WORK ITEM
Across the entries below, how many lines contain the word "representing"? Give the number alone.

(Dataset records)
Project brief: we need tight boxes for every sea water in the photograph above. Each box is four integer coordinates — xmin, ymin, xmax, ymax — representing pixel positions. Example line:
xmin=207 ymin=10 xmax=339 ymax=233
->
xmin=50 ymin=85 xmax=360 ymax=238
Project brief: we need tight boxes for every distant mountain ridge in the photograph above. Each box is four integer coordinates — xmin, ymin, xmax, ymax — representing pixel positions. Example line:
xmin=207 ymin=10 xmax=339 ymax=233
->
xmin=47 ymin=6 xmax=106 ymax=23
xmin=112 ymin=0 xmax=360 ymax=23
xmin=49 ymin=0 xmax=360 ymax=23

==

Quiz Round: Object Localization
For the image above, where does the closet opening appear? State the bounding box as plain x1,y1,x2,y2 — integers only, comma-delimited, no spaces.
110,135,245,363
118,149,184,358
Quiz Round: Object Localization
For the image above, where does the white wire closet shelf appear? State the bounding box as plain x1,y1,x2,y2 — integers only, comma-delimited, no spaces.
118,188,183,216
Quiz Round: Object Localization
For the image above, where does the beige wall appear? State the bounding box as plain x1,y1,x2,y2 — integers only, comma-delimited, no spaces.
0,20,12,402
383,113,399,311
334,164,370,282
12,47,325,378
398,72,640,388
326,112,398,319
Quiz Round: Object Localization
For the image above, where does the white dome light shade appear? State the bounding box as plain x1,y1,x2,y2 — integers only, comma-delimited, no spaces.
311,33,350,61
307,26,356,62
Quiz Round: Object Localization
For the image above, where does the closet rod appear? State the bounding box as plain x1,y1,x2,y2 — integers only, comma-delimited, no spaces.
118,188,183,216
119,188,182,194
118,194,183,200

---

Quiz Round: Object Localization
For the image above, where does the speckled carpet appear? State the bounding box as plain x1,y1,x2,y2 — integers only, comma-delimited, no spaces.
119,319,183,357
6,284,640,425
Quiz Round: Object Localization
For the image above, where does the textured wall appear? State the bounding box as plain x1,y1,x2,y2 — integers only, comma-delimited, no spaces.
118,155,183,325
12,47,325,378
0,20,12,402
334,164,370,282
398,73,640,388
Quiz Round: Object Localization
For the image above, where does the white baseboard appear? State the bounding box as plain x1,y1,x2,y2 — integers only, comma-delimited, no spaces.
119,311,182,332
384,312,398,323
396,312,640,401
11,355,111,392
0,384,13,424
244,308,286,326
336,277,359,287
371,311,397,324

RESPONSE TO THIS EXERCISE
2